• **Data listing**
* * * * *

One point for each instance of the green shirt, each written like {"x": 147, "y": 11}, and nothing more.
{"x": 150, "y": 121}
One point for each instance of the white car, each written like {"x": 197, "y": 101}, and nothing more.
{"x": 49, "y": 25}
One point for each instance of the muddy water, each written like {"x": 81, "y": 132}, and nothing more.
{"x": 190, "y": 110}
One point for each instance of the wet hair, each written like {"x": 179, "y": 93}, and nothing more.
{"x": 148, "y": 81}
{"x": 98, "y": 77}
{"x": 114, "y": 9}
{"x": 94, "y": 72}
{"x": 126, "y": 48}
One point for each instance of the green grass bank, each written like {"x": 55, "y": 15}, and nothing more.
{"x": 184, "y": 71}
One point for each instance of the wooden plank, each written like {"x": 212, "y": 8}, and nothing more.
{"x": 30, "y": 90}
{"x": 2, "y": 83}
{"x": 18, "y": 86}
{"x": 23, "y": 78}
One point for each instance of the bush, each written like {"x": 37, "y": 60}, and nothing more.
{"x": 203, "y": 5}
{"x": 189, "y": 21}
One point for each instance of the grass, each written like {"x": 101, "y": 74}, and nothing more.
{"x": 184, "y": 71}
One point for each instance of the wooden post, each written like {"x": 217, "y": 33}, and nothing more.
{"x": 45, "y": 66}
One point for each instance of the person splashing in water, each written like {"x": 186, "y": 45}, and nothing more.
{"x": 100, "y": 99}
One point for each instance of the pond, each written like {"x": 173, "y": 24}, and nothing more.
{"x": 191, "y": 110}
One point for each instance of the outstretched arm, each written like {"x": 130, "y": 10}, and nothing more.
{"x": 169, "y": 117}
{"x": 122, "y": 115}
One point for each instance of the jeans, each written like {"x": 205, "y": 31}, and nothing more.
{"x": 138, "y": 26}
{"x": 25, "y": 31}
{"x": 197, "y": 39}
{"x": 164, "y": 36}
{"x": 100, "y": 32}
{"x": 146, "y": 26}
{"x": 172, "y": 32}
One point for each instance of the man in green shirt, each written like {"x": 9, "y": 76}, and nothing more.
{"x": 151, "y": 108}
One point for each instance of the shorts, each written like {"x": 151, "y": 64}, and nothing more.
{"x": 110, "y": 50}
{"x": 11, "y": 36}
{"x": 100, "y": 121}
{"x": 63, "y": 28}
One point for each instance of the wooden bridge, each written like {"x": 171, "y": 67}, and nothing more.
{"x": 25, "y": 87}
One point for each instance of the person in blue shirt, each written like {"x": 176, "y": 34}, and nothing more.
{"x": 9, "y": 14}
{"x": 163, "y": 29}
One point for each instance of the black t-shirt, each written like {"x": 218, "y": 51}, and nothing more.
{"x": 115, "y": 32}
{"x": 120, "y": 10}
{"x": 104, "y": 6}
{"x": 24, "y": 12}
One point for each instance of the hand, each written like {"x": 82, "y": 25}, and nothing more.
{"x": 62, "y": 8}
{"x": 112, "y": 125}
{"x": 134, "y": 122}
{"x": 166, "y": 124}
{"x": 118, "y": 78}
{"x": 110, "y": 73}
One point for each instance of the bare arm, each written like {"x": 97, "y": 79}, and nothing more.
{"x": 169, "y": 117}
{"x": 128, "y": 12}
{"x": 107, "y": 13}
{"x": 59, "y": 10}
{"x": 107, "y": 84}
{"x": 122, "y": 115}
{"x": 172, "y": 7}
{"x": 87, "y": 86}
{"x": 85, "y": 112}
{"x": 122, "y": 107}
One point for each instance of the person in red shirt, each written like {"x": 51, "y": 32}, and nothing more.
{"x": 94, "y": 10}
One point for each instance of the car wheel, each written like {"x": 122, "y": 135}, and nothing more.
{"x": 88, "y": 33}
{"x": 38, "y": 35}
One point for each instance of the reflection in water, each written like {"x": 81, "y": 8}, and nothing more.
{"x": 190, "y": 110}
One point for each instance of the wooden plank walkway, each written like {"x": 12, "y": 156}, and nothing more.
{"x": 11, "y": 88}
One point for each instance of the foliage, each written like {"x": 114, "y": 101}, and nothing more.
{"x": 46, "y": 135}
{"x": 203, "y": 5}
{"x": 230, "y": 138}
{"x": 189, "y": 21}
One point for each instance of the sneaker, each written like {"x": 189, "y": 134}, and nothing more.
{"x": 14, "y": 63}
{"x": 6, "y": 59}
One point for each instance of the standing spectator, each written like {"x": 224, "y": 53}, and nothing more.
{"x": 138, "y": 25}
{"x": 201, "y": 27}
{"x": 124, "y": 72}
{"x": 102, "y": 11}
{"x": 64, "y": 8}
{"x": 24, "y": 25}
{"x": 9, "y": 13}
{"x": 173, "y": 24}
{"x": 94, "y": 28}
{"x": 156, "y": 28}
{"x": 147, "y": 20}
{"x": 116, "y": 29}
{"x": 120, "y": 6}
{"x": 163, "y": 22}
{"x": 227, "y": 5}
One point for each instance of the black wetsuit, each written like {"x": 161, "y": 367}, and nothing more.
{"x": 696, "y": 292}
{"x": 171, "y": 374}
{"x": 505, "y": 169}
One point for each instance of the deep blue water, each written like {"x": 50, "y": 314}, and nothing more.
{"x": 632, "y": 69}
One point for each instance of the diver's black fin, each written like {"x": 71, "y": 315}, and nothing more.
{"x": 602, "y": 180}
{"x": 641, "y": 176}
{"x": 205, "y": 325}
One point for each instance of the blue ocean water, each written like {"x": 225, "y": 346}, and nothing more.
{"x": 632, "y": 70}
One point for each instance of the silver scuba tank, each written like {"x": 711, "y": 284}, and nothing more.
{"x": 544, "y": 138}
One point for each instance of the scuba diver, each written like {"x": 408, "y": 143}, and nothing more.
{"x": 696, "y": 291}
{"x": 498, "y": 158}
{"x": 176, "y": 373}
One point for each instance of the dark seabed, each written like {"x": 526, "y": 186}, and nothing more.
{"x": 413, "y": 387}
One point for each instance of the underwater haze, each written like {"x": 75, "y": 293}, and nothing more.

* * * * *

• **Given request**
What needs duplicating is the run of lines from the one containing "One point for each instance of the black wetsuit, each" through the last line of the entries above, exact and complete.

• **Result of the exercise**
One point for each instance of the black wetsuit, each written like {"x": 161, "y": 367}, and nothing more.
{"x": 696, "y": 292}
{"x": 171, "y": 374}
{"x": 505, "y": 169}
One point for each instance of the deep blue water, each written like {"x": 50, "y": 314}, and nothing more.
{"x": 632, "y": 69}
One point for each instance of the diver's black fin, each written like {"x": 71, "y": 315}, and nothing more.
{"x": 602, "y": 180}
{"x": 641, "y": 176}
{"x": 205, "y": 325}
One point for each instance of the blue ocean water, each written like {"x": 225, "y": 346}, and nothing more.
{"x": 632, "y": 70}
One point for each instance of the silver scuba tank, each written like {"x": 711, "y": 284}, and nothing more.
{"x": 544, "y": 138}
One point for each instance of the scuba diver, each written like {"x": 408, "y": 143}, and nothing more.
{"x": 696, "y": 291}
{"x": 498, "y": 158}
{"x": 176, "y": 373}
One point for each instance of the dark seabed, each written like {"x": 526, "y": 186}, and nothing more.
{"x": 413, "y": 387}
One point for each instance of the underwater haze, each written like {"x": 75, "y": 293}, and nothing more.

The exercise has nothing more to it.